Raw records
▼▼▼
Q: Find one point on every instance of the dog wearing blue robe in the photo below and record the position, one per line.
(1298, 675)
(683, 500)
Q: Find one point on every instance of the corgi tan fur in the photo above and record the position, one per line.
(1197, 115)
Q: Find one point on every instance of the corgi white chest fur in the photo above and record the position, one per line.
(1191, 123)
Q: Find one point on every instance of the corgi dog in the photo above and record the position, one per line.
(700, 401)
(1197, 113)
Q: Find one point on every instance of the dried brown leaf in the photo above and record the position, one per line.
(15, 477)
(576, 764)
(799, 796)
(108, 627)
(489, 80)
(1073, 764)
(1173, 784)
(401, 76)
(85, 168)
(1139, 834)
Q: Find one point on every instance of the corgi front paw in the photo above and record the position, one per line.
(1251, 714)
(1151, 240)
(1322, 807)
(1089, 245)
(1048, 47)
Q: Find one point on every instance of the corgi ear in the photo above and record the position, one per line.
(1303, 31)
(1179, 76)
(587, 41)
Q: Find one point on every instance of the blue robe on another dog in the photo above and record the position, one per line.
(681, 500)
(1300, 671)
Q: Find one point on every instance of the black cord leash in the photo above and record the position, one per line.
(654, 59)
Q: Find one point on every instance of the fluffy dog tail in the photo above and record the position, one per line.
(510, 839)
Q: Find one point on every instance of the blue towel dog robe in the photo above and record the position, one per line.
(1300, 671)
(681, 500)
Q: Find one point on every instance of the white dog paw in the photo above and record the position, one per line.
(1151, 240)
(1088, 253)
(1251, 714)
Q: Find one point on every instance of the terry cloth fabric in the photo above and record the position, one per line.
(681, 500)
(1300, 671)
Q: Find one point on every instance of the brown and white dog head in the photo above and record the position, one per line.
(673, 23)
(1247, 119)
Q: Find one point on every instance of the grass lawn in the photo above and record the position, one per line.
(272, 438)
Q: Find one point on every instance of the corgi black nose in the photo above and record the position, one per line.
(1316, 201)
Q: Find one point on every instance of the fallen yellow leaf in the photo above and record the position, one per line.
▲▲▲
Exercise objective => Rewrite every line of the records, swapping "instance" for "occurrence" wherever it occurs and leaving everything else as it is.

Answer for the task =>
Q: Find one point on every occurrence of the dog wearing blue robe in the photo below and record the position, one per line.
(1298, 675)
(683, 500)
Q: Find one point on every occurrence of the corgi tan fur in the photo above and record the position, one per line.
(1197, 115)
Q: Find one point on every occurrence of the corgi white chest fur in the photo above and record the position, one per line.
(1191, 123)
Q: Find one point on every occurrence of the corgi dog in the photo above and record the position, one per line.
(700, 401)
(1197, 113)
Q: Find one point on every occurrence of the dried brown leaf in the photo above and record the position, one per line.
(15, 477)
(576, 764)
(799, 796)
(108, 627)
(489, 80)
(1073, 764)
(1173, 784)
(401, 76)
(85, 168)
(1139, 834)
Q: Find one point on every occurrence of the corgi front paw in the photo above and record the position, one per line.
(1251, 714)
(1151, 240)
(1322, 807)
(1089, 245)
(1048, 47)
Q: Find one point on every occurrence of the corgi ear in the photo above and record the position, one per line.
(1303, 31)
(1179, 76)
(587, 41)
Q: Find one point on every occurrence of the blue robe on another dog in the photo above and record the position, one per line.
(681, 500)
(1300, 671)
Q: Find one point on every occurrence of the black cord leash in the photo above and record the position, one per line.
(654, 59)
Q: Find one point on every occurrence of the fluffy dog tail in the photo above and record the position, one per line.
(510, 839)
Q: Find one point on every occurrence of the blue towel dog robe in the photo above and record the position, one per line.
(1300, 671)
(681, 500)
Q: Find one point on every occurrence of the white dog paw in the photo above and record the position, one per line.
(1151, 240)
(1088, 253)
(1251, 714)
Q: Find one point on every occurrence of the terry cloth fabric in the photo above and record the position, one per line.
(681, 500)
(1300, 671)
Q: Find one point on every occurrence of the brown and white dog head in the photo above and record the position, one per line.
(673, 23)
(1247, 119)
Q: Find one point on every occurrence of the grass lawn in the photo above and record the position, one per line.
(272, 438)
Q: Find one point on every occurrence of the corgi black nose in the photo above and record the position, one per line.
(1316, 201)
Q: Find one point on every occurrence of the fallen yellow leaf in the photo above and record the position, one per line.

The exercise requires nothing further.